◆ **THE REQUEST**
Turn the rows below, from the line containing "Draw the outline of every instance of the stone" through the last line, into a Markdown table with the columns Number and Text. Give each non-blank line its own table row, with its position in the Number column and the line itself in the Text column.

:: THE INPUT ::

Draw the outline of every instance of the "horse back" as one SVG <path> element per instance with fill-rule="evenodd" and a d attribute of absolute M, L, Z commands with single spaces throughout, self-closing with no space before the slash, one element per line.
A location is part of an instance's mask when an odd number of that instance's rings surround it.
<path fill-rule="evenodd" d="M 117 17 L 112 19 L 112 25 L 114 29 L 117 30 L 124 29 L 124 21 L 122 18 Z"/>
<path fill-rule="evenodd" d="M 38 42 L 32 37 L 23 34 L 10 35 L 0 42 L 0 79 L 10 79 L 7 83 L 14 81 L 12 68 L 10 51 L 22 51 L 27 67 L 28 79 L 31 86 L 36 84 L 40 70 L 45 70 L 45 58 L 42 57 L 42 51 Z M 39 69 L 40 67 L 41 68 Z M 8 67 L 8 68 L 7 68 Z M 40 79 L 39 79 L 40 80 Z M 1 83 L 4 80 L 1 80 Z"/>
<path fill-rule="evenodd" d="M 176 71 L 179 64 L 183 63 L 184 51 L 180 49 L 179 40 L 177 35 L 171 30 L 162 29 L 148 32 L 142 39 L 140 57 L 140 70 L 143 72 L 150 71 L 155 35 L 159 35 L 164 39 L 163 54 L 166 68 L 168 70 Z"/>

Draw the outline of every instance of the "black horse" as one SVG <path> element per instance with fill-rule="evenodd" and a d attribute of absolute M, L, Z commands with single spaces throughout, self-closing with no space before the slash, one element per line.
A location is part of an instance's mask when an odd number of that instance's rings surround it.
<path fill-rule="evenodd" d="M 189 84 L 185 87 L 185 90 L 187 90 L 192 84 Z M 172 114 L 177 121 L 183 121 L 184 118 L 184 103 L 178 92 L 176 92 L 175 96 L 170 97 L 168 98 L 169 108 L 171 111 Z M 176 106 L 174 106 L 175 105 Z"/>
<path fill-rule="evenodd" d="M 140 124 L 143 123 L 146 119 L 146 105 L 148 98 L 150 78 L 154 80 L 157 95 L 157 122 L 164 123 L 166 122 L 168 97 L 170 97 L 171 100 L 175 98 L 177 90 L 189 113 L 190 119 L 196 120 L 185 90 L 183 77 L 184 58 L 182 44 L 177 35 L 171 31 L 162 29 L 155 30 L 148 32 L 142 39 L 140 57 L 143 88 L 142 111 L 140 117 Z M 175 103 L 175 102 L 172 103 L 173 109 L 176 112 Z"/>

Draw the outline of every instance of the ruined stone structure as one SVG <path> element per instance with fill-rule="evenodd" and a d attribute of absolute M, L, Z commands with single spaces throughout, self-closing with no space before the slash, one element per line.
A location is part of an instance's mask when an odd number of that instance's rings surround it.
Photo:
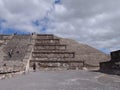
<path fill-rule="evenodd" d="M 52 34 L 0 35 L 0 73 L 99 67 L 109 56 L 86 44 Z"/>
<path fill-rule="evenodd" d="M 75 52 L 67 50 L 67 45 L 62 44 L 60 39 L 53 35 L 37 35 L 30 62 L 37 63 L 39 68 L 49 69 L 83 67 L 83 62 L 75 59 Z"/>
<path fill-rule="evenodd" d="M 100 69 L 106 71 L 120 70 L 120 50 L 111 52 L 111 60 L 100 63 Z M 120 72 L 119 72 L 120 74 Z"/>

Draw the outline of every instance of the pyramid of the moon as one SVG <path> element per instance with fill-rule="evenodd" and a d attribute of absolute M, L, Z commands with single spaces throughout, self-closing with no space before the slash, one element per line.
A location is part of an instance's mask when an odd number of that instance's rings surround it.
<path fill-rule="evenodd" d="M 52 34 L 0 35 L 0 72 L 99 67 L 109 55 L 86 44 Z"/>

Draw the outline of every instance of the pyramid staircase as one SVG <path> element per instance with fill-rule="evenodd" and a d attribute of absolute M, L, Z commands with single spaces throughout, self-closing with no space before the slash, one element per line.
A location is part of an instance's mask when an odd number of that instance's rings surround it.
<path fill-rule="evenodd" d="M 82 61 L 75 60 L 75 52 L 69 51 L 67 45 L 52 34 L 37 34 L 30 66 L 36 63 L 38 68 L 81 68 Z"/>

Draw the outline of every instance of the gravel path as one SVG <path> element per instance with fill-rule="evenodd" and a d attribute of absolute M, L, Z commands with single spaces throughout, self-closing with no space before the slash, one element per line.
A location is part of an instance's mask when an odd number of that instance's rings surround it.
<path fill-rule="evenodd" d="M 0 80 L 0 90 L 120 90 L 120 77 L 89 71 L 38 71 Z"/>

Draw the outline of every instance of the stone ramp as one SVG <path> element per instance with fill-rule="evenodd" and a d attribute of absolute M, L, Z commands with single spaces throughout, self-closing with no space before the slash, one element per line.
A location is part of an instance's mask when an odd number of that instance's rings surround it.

:::

◆ **CORRECT RESPONSE**
| Number | Text |
|---|---|
| 1 | Draw the outline of every instance of the stone ramp as one SVG <path> element per instance with fill-rule="evenodd" and a d attribute of absolute M, L, Z commands with single spaces throughout, self-closing with no space before the slash, one element per line. |
| 2 | A location is part of an instance's mask when an odd number of that instance's rings surround it. |